However, Bergin said that cold water vapor, found in the distant comet-forming zones of a disc, will be invisible to the telescope's instruments. For that, researchers will require archival data from the European Space Agency's Herschel telescope, which was shut down in 2013.
Wet or dry Earth?
Seeking water at different temperatures is important because it shows different stages of formation and evolution.
Based on models and observations, researchers believe that water forms from ice present in dense molecular clouds even before those clouds collapse to form stars. The water stays icy as the star begins to form, and doesn't appear to be too perturbed as accretion shocks ripple through the forming protoplanetary disc.
Observations from Herschel have revealed water reservoirs in the outer, icy belt of the disc as it begins to settle into clumps of matter. Additionally, NASA's Spitzer Space Telescope discovered water on the hot surface layers above and below the disc, close to the young star. A third zone of water is in the mid-plane of the disk, where terrestrial planets are born and a gaseous reservoir exists.
Models further suggest that the water acts as a substance for clumps of matter to stick together and form boulders. In Earth's solar system, it is unclear how the water got onto the planet, but there are three theories.
The prevailing theory, according to Bergin, is that icy comets or asteroids brought water into the inner part of the Solar System from beyond the snow line, or the spot in the solar system where the Sun is too far away to keep water in a gaseous state.
There are a couple of alternatives to the theory, however. One is that water vapor in the Earth's atmosphere originated from the founding of our Solar System, whose nebula was awash in water vapor.
Another theory is that water accreted on tiny dust grains at the beginning of the Solar System's history, sticking in tiny divots inside the grain lattices. The water continued to stay there even as those grains got bigger, became rocks and eventually formed planets and planetesimals.
Firming this all up, however, will require more observations. Researchers hope to find answers in the next decade from the discovery of "super-Earths," planets that are about two to 10 times the size of Earth.
Water only makes up 0.2 percent of the mass of Earth, which includes water in the oceans as well as in areas such as the Earth's plates. Super-Earths, however, could possess more water due to their greater gravity.

========

Required work:
A – Reproduce the stretch of the text on water in planet formation from "Wet or dry Earth?" through "gaseous reservoir exists.".
B – Take the text on water in planet formation further, beginning after its final sentence.
The items below have no connection to the text about water in planet formation.

Dataset:
========

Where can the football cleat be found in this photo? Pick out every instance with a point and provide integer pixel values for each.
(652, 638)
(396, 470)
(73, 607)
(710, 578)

========

Exercise responses:
A –
Wet or dry Earth?
Seeking water at different temperatures is important because it shows different stages of formation and evolution.
Based on models and observations, researchers believe that water forms from ice present in dense molecular clouds even before those clouds collapse to form stars. The water stays icy as the star begins to form, and doesn't appear to be too perturbed as accretion shocks ripple through the forming protoplanetary disc.
Observations from Herschel have revealed water reservoirs in the outer, icy belt of the disc as it begins to settle into clumps of matter. Additionally, NASA's Spitzer Space Telescope discovered water on the hot surface layers above and below the disc, close to the young star. A third zone of water is in the mid-plane of the disk, where terrestrial planets are born and a gaseous reservoir exists.

B –
Figuring out habitability will need to go beyond astronomy, said van Dishoeck, to include disciplines as diverse as pure chemistry, mineralogy, geology, and physics. The multidisciplinary approach was something she experienced in small form as she wrote this paper with the other authors, she added.
"The science is bringing a lot of fields together, and I think that's sort of nice to show that no one field is really important," she said.
One potential area of collaboration is the question of hydrogen and deuterium (a hydrogen atom with a neutron in the nucleus) components in water. Researchers estimate that the ratio of deuterium to hydrogen (D/H) in water is higher on Earth than what the Sun and the inner solar system created.
Scientists have found several comets with D/H ratios that are similar to that of Earth's oceans, most famously in the comet 103P/Hartley 2 that was observed up close by NASA's Deep Impact spacecraft. (That said, the D/H discovery was made not by Deep Impact, but Herschel.) Yet that clue still doesn't tell us exactly where the water came from.
"We need to understand more about the D/H ratio in our solar system," Bergin said. "We need more statistics, more comets, more extrasolar planetary discs, to try to understand how this chemistry operates. This is where ALMA and JWST will also contribute in the future. It is like looking at the pieces of a billion year puzzle and through a multi-disciplinary effort in the coming decades we will be putting it together."